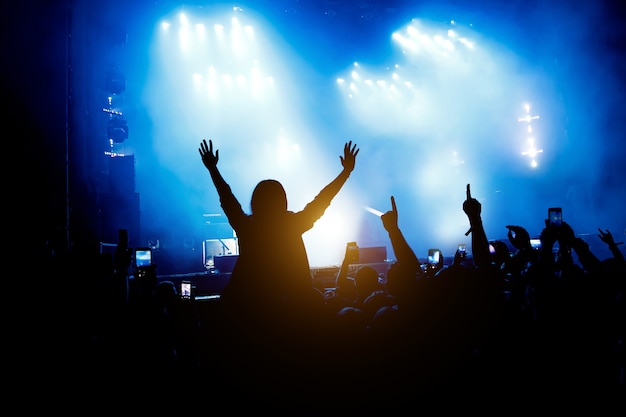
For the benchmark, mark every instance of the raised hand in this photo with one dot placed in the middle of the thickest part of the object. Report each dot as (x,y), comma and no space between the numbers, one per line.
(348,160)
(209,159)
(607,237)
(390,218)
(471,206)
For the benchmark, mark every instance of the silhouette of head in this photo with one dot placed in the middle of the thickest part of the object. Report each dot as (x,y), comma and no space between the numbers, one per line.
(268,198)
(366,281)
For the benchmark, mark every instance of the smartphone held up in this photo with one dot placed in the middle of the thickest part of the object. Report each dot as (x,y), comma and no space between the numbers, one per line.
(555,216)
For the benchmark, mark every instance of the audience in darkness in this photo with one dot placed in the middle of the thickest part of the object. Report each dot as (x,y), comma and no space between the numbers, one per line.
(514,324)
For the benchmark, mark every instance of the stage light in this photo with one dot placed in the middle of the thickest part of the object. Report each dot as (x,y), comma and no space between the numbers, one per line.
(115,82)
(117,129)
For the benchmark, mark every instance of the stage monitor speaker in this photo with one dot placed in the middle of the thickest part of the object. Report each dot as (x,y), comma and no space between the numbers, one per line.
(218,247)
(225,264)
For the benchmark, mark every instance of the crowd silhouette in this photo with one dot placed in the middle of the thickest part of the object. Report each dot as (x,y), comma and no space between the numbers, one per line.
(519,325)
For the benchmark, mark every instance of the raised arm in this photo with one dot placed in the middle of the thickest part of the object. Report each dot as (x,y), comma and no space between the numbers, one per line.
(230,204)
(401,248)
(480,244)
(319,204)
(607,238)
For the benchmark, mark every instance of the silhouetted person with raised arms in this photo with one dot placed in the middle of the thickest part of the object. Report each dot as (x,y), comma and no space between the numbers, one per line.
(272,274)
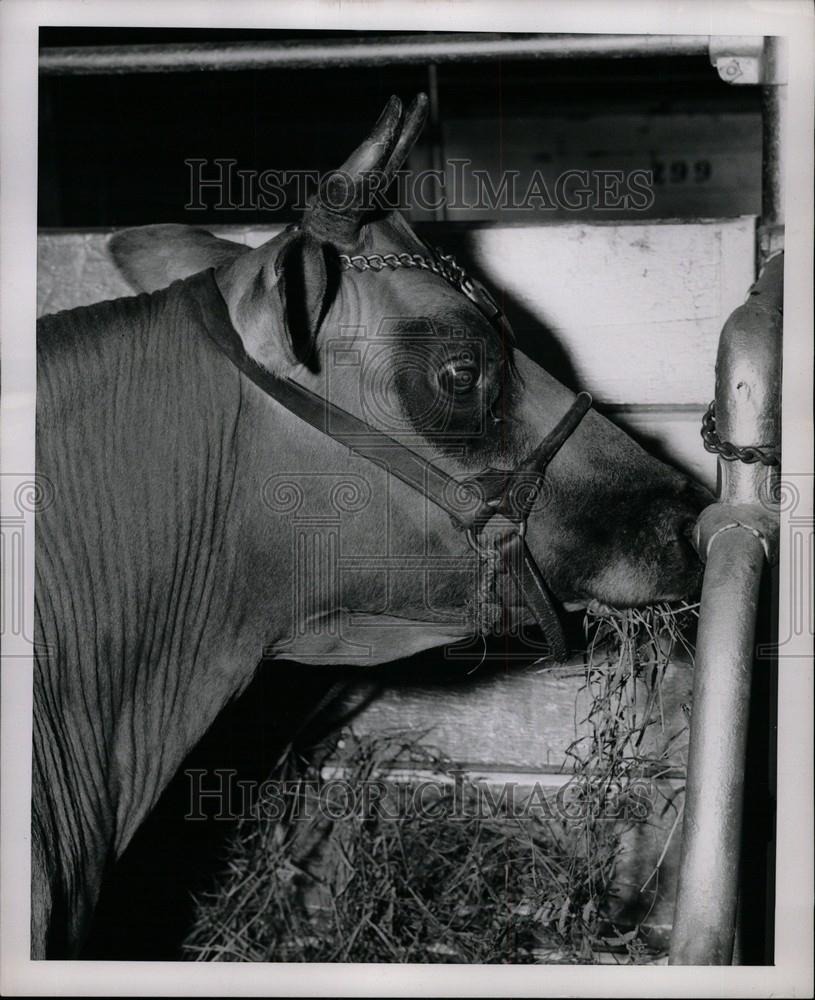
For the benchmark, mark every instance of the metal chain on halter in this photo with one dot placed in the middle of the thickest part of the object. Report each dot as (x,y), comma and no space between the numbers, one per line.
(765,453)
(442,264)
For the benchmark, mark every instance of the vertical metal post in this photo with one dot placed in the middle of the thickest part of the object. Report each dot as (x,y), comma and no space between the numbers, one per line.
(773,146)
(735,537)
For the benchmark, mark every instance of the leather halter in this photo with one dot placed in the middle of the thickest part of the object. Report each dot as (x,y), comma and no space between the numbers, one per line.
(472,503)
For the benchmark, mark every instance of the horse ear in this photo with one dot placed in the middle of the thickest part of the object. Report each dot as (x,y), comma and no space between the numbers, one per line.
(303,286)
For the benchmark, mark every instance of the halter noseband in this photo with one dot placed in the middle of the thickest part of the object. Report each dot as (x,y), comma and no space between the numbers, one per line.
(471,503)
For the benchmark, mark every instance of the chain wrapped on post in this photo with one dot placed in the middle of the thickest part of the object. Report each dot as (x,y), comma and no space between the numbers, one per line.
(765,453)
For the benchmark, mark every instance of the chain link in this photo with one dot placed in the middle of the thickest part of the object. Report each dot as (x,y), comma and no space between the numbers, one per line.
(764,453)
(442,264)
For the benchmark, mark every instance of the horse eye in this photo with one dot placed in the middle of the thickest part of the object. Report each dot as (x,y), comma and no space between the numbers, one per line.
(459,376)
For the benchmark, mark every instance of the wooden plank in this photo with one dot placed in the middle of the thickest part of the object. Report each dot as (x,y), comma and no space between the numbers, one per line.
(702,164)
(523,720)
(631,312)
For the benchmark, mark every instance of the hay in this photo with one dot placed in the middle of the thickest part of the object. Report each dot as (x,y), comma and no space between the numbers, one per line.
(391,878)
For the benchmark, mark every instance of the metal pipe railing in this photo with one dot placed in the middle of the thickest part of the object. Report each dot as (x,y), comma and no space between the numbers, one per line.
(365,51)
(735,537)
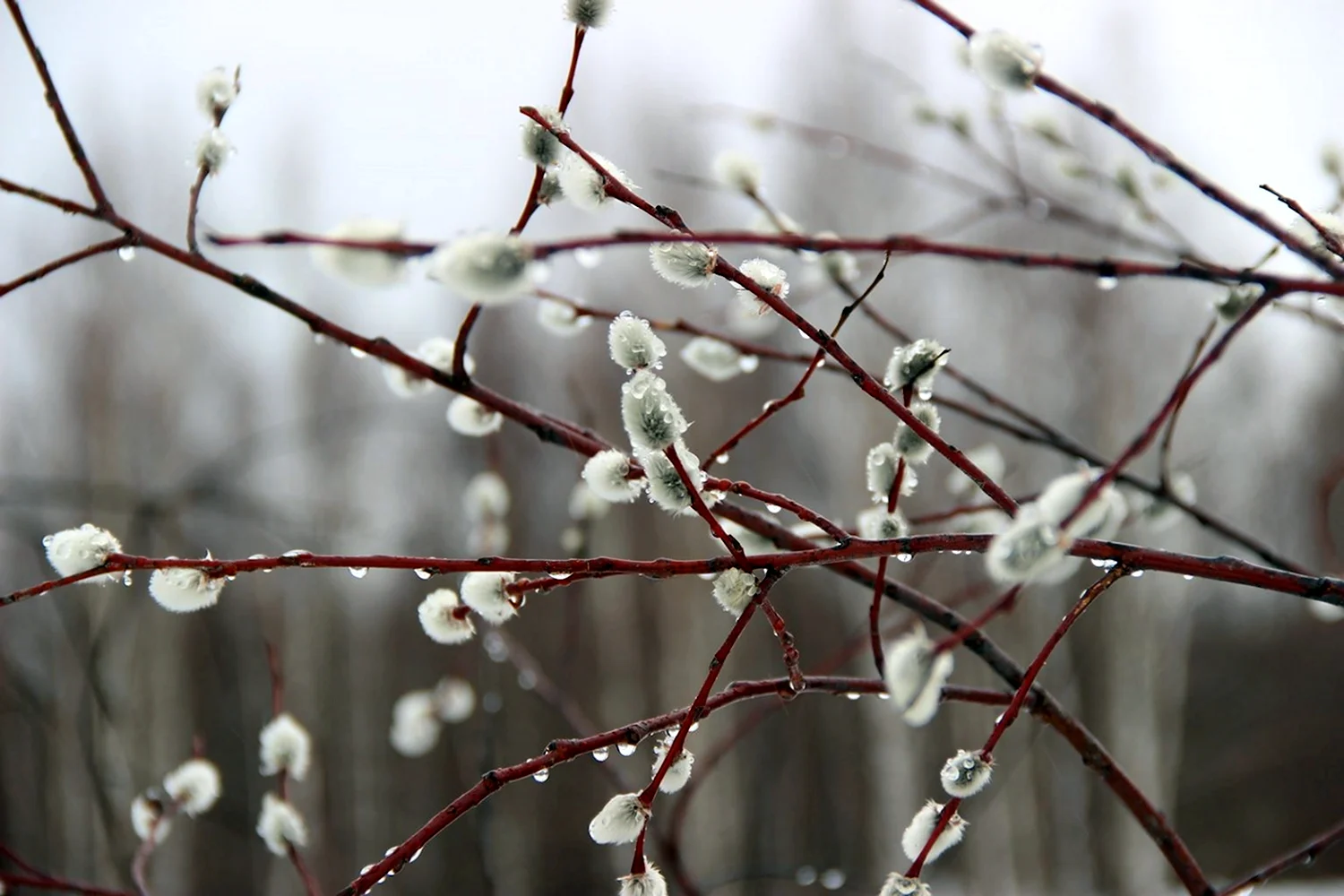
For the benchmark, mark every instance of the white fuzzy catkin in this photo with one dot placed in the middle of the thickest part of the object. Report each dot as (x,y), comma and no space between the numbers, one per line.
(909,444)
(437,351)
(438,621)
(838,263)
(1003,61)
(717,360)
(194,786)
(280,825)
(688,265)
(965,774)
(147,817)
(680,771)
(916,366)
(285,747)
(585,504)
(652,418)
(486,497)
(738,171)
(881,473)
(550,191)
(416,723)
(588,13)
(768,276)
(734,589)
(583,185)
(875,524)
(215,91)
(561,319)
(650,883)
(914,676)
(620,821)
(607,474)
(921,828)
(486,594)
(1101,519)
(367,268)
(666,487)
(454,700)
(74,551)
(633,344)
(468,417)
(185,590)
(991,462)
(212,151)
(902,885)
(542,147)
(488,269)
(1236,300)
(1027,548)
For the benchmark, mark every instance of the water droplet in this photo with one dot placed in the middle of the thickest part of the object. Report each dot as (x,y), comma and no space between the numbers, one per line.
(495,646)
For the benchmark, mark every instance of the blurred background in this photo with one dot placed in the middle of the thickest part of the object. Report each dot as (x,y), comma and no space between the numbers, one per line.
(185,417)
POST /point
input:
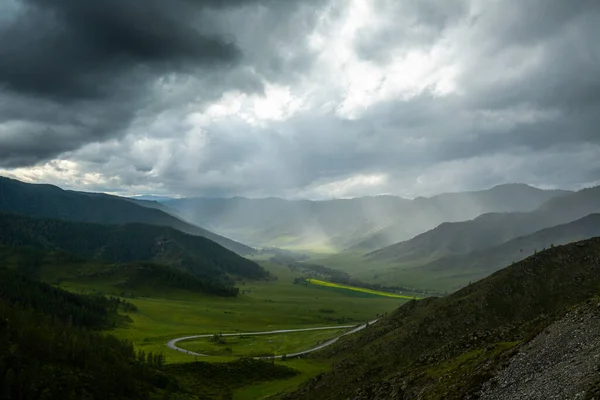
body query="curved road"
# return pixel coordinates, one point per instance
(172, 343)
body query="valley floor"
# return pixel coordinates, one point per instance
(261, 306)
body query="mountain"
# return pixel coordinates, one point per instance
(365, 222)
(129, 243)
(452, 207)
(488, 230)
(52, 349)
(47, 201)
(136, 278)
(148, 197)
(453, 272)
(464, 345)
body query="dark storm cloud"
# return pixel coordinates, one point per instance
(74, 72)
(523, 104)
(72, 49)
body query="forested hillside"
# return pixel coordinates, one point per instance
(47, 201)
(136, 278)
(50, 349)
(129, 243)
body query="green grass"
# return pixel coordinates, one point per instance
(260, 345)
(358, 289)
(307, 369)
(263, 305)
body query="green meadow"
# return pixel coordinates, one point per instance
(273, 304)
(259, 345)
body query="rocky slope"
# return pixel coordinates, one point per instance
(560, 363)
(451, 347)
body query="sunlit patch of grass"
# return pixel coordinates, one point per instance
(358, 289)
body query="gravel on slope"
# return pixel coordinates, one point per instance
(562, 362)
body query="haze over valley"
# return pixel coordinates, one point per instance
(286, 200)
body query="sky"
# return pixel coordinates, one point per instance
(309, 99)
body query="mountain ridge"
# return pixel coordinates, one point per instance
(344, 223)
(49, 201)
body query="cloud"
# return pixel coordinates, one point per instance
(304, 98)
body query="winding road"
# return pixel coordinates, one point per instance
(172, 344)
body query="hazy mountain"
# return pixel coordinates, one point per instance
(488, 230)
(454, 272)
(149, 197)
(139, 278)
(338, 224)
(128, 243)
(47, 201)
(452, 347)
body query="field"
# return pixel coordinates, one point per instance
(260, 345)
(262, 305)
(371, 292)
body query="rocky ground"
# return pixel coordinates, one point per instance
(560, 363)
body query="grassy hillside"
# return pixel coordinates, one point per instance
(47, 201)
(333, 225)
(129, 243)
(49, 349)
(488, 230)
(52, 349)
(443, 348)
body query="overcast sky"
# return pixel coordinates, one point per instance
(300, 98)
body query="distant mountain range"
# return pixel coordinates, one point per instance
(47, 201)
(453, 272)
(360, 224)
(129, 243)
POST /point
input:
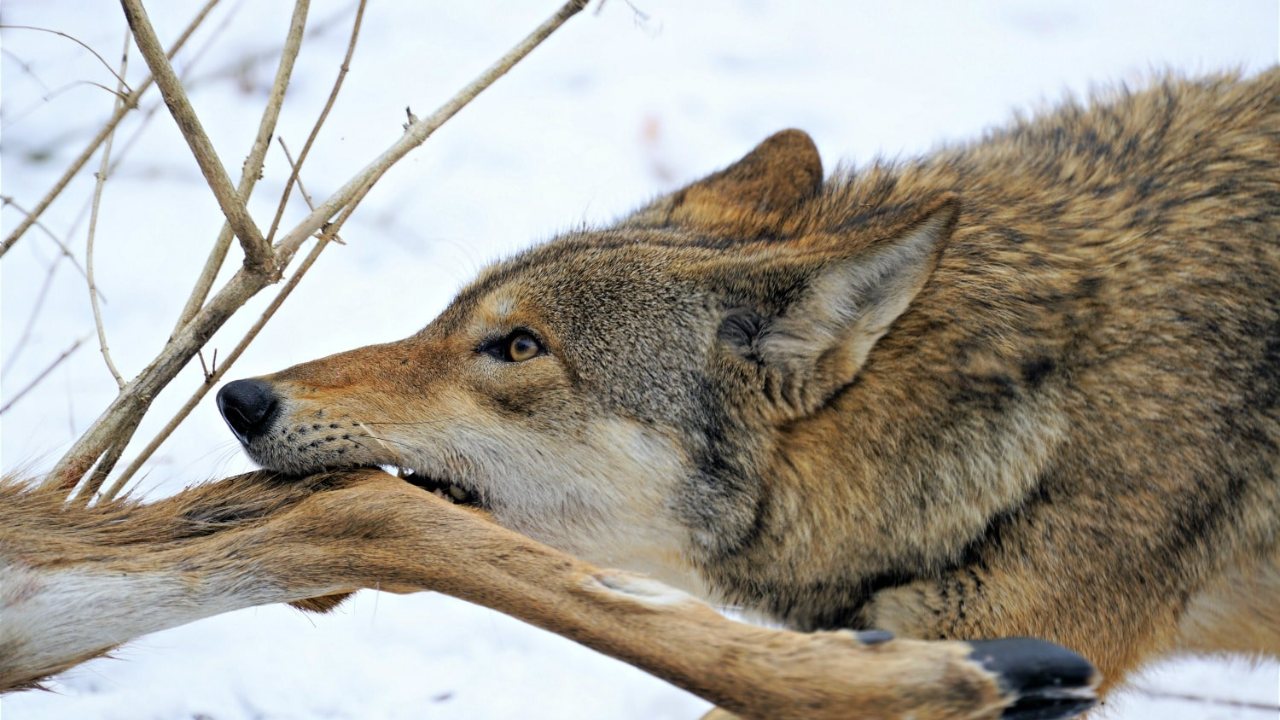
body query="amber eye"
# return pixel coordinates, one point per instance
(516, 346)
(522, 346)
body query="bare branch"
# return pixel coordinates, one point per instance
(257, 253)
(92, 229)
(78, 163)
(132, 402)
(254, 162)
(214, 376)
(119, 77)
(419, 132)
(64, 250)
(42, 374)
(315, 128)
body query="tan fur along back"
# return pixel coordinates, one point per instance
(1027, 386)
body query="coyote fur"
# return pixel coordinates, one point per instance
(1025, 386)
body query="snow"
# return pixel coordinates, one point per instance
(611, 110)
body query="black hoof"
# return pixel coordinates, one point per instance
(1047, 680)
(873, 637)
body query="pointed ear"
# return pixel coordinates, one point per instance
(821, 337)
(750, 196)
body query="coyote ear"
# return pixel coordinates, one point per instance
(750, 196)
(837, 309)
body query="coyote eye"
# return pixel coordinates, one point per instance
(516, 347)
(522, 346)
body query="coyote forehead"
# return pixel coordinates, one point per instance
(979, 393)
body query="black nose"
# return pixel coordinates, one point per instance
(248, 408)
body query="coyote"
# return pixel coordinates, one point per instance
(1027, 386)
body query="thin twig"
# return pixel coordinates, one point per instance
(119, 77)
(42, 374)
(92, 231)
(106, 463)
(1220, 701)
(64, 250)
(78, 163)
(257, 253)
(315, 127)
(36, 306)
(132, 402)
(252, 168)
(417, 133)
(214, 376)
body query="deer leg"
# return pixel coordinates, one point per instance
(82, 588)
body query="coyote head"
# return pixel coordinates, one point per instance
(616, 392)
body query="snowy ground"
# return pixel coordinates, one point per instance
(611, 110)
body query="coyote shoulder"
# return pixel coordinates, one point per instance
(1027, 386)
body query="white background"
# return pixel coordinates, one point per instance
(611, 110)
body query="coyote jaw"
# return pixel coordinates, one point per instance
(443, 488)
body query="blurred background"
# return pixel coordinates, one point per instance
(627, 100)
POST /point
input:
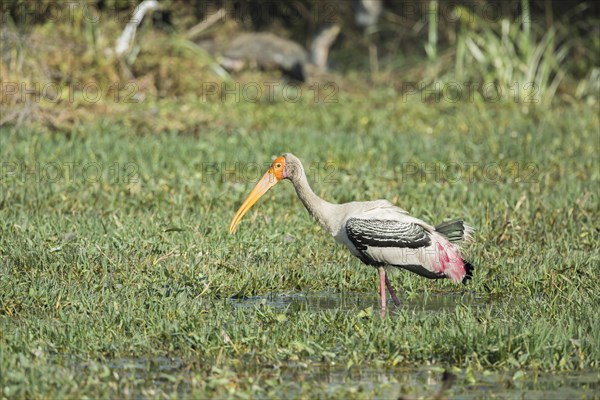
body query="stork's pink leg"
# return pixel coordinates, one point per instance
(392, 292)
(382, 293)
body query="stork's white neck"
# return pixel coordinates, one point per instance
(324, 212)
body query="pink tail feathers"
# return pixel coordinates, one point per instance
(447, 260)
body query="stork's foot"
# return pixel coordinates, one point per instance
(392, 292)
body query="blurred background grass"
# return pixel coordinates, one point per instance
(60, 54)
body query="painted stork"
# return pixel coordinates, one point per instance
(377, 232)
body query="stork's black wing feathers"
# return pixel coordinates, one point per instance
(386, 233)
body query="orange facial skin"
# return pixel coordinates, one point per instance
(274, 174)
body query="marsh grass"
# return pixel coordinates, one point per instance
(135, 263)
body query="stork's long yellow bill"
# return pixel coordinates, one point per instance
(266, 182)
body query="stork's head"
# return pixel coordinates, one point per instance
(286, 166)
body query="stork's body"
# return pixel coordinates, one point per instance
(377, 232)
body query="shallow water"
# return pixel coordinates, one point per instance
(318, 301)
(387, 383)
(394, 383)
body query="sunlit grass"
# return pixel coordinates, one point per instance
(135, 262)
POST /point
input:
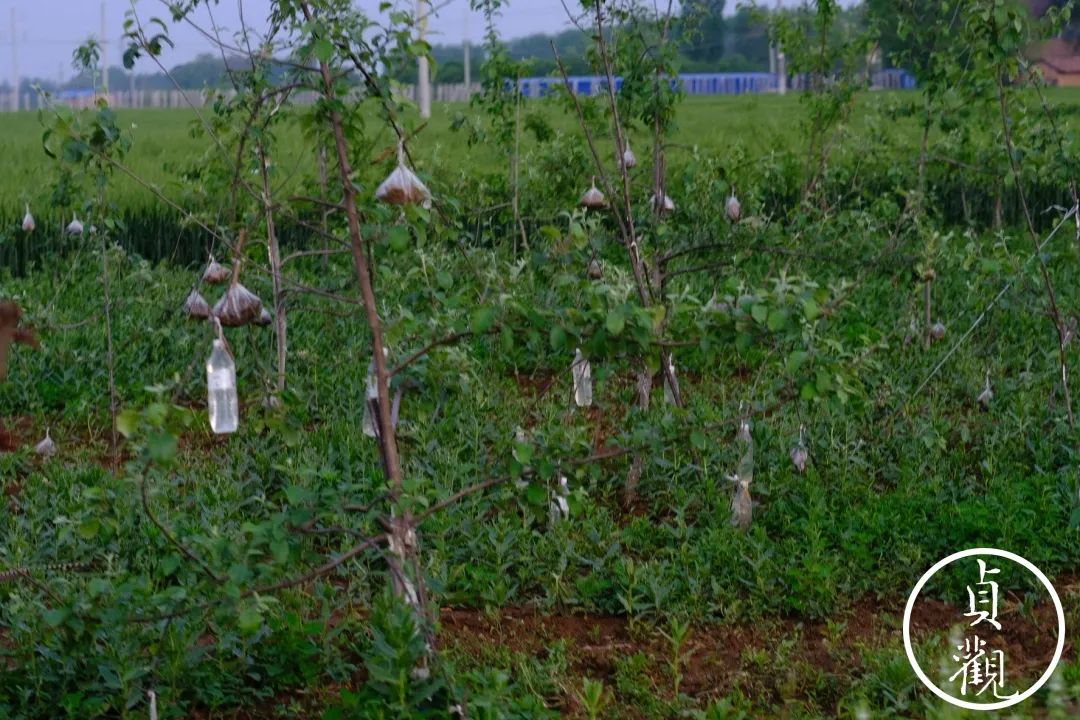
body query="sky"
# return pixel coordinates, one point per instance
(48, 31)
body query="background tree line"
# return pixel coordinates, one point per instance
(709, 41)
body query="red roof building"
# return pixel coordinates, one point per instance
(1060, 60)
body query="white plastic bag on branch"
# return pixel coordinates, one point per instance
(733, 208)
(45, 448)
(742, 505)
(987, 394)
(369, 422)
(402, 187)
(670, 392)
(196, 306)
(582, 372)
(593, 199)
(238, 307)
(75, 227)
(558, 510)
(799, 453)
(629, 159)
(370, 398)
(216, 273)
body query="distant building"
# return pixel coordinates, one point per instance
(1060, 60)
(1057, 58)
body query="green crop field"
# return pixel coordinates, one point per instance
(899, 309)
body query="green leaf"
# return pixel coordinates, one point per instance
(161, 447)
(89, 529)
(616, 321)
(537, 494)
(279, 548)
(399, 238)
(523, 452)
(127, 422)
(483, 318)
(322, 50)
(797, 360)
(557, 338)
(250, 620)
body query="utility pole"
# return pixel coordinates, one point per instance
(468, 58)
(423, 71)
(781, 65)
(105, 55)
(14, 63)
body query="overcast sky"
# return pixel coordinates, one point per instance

====

Task to complete: Count how many lines in the entries above contain the word "feathers", and reply with that number alone.

Solution to the problem: 2